*Records from a collection*
----
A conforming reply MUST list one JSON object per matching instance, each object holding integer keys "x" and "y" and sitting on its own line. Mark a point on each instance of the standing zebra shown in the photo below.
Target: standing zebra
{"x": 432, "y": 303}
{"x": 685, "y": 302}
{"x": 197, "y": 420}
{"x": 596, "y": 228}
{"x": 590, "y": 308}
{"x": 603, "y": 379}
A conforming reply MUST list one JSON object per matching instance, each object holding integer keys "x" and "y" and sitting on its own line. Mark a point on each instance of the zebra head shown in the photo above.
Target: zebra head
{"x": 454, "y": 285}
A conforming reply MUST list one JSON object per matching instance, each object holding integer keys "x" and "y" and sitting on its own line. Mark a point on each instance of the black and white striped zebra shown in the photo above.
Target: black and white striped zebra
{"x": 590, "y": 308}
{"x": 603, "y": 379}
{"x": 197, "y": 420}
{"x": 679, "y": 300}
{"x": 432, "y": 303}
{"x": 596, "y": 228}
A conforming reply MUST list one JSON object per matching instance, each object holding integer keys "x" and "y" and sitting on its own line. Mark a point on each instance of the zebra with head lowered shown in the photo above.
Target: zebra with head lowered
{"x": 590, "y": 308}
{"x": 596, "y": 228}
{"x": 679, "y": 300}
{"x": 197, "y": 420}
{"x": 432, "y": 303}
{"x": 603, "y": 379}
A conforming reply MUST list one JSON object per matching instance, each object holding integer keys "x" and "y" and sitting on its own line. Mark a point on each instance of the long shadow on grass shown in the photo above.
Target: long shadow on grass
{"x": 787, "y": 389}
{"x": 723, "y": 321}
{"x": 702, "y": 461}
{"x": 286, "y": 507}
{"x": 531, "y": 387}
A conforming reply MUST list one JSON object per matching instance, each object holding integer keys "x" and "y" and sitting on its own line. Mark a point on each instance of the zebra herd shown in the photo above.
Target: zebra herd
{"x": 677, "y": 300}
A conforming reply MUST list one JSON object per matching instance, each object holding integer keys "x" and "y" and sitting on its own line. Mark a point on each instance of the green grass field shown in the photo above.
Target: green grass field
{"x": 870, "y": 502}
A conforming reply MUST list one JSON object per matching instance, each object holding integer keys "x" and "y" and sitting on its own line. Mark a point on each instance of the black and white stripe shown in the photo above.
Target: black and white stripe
----
*Direction*
Return every line of the rows above without any change.

*Task result*
A conforming reply MUST list one JSON object per matching instance, each object holding integer keys "x" and "y" and sitting on its own line. Mark a point on each instance of the standing zebra shown in the photo below.
Target: standing zebra
{"x": 432, "y": 303}
{"x": 685, "y": 302}
{"x": 197, "y": 420}
{"x": 596, "y": 228}
{"x": 590, "y": 308}
{"x": 603, "y": 379}
A conforming reply MUST list one JSON object per matching instance, each object holding integer keys "x" and "y" and sitting on its own line. Mark a point on each instance of the zebra head shown in the photo above.
Target: zebra head
{"x": 454, "y": 285}
A conforming reply MUST list one JSON object per matching instance, each object holding integer keys "x" and "y" and sitting on its own line. Mark a point on each instance of the black and white striped zebra shown in the photo above.
Target: black and white striped zebra
{"x": 590, "y": 308}
{"x": 603, "y": 379}
{"x": 197, "y": 420}
{"x": 679, "y": 300}
{"x": 432, "y": 303}
{"x": 596, "y": 228}
A conforming reply MUST list one JSON object per matching instance, each object holding integer keys "x" and "y" and sitting on its own line. Mark a point on each instance of the zebra with head lowered shown in the photo above.
Target: zebra with head lowered
{"x": 590, "y": 308}
{"x": 596, "y": 228}
{"x": 679, "y": 300}
{"x": 197, "y": 420}
{"x": 432, "y": 303}
{"x": 603, "y": 379}
A conforming reply MUST list one JSON object per matching instance, each object holding integer keys "x" and "y" and sitting on its own line. Mark a point on each instance of the long shadow on grass shown in the photo above.
Target: long shadow on grass
{"x": 787, "y": 389}
{"x": 723, "y": 321}
{"x": 702, "y": 461}
{"x": 286, "y": 507}
{"x": 531, "y": 387}
A conforming reply MUST list one JSON object per matching instance, each object holding integer keys "x" and "y" and sitting on its own line. Mark a point on each instance of the zebra herd shown in the photo above.
Target: zebra herd
{"x": 677, "y": 300}
A conforming reply MUST list one JSON object per matching instance, each object holding integer keys "x" and "y" and sitting on its own line. Mark a point on each instance of the green grass field shown in the photo above.
Target: green grass field
{"x": 870, "y": 502}
A conforming reply MUST list one JSON object per matching instance, each object holding integer keys "x" and "y" and sitting on its own line. Mark a point on each instance of the black and white stripe shown in the photo above.
Target: black and white stripe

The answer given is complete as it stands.